> What to work on
Whatever the records below say, write them all out exactly.

(Referring expression grounding data)
★ ★ ★

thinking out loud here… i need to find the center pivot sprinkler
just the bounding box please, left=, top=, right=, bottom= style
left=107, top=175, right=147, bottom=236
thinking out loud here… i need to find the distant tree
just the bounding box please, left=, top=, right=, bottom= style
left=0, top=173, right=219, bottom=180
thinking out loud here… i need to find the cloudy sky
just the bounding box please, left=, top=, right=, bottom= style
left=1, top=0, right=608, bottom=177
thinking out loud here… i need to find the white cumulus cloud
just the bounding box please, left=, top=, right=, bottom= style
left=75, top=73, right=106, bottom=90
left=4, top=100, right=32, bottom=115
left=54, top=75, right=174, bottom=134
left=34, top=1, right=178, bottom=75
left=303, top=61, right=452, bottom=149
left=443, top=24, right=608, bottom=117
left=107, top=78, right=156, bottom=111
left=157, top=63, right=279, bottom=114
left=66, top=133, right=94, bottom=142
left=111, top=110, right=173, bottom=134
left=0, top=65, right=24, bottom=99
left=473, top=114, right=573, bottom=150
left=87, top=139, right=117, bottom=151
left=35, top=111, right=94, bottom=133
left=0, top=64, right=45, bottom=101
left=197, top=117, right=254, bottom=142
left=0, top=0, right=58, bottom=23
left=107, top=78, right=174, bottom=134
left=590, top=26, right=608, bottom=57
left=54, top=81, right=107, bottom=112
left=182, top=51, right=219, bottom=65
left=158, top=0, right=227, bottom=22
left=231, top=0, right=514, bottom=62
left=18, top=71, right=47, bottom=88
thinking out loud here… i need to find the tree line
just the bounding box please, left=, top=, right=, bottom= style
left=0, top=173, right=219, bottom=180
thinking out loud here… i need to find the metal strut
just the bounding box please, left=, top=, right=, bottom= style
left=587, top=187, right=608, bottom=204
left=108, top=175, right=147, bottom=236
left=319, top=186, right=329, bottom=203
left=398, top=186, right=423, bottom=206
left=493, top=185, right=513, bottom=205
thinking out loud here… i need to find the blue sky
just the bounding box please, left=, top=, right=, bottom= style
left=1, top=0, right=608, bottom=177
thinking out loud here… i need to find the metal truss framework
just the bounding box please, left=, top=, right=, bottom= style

★ ★ ★

> Output
thinking out loud here… i need to find the center pivot sprinkler
just the bounding box please, left=, top=, right=, bottom= style
left=107, top=175, right=147, bottom=236
thinking out loud here… i need to find the distant tree
just the bounding box please, left=, top=, right=, bottom= style
left=0, top=173, right=219, bottom=180
thinking out loud here… i need to find the cloudy sky
just the bounding box please, left=, top=, right=, bottom= style
left=1, top=0, right=608, bottom=177
thinking out loud here… i need to find the white cumulus cloud
just the bounding box please, left=, top=, right=, bottom= style
left=75, top=73, right=106, bottom=90
left=4, top=100, right=32, bottom=115
left=54, top=75, right=174, bottom=134
left=34, top=1, right=178, bottom=75
left=303, top=61, right=452, bottom=149
left=443, top=24, right=608, bottom=117
left=107, top=78, right=156, bottom=111
left=157, top=63, right=279, bottom=114
left=66, top=133, right=94, bottom=142
left=111, top=110, right=173, bottom=134
left=0, top=65, right=24, bottom=99
left=473, top=114, right=573, bottom=150
left=87, top=139, right=117, bottom=151
left=35, top=111, right=94, bottom=133
left=0, top=64, right=45, bottom=101
left=197, top=117, right=254, bottom=142
left=0, top=0, right=58, bottom=23
left=107, top=78, right=174, bottom=134
left=590, top=26, right=608, bottom=57
left=54, top=81, right=107, bottom=112
left=182, top=51, right=219, bottom=65
left=158, top=0, right=227, bottom=22
left=231, top=0, right=514, bottom=62
left=18, top=71, right=47, bottom=88
thinking out loud here… i need to find the tree line
just the bounding box please, left=, top=, right=, bottom= style
left=0, top=173, right=219, bottom=180
thinking out loud here… i need to find the metal strut
just the bounding box please, left=, top=, right=, bottom= style
left=587, top=187, right=608, bottom=204
left=108, top=175, right=147, bottom=236
left=319, top=186, right=329, bottom=203
left=398, top=186, right=423, bottom=206
left=493, top=185, right=513, bottom=205
thinking out loud here… i need to find the blue sky
just the bounding box please, left=, top=, right=, bottom= style
left=1, top=0, right=608, bottom=177
thinking out loud here… i need to find the metal truss framework
just the bounding box please, left=, top=, right=, bottom= style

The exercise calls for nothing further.